> [WHAT IS ASKED]: Rewrite every one of the items below with "dot" changed to "point" and nothing else altered, leaving the pictures out of your answer.
[begin RECORDS TO PROCESS]
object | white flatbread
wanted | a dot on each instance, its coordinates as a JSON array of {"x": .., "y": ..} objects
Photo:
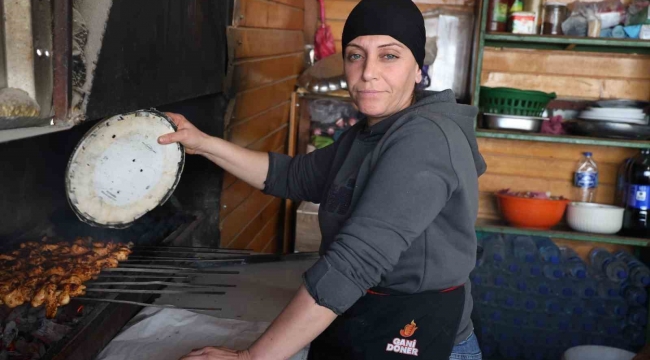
[{"x": 118, "y": 171}]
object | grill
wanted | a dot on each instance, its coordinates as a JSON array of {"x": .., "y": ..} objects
[{"x": 85, "y": 325}]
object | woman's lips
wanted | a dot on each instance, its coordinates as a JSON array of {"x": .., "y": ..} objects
[end RECORDS TO PROCESS]
> [RESULT]:
object | white flatbread
wanted | a point on each instance, its coordinates as a JSON array of {"x": .., "y": ..} objects
Photo:
[{"x": 118, "y": 171}]
object | grill
wanted | a point on each instance, its coordinates as a JSON array of {"x": .., "y": ..} objects
[{"x": 85, "y": 325}]
object | woman's lips
wanted | a point on each instance, its coordinates as a JSON array of {"x": .., "y": ..} objects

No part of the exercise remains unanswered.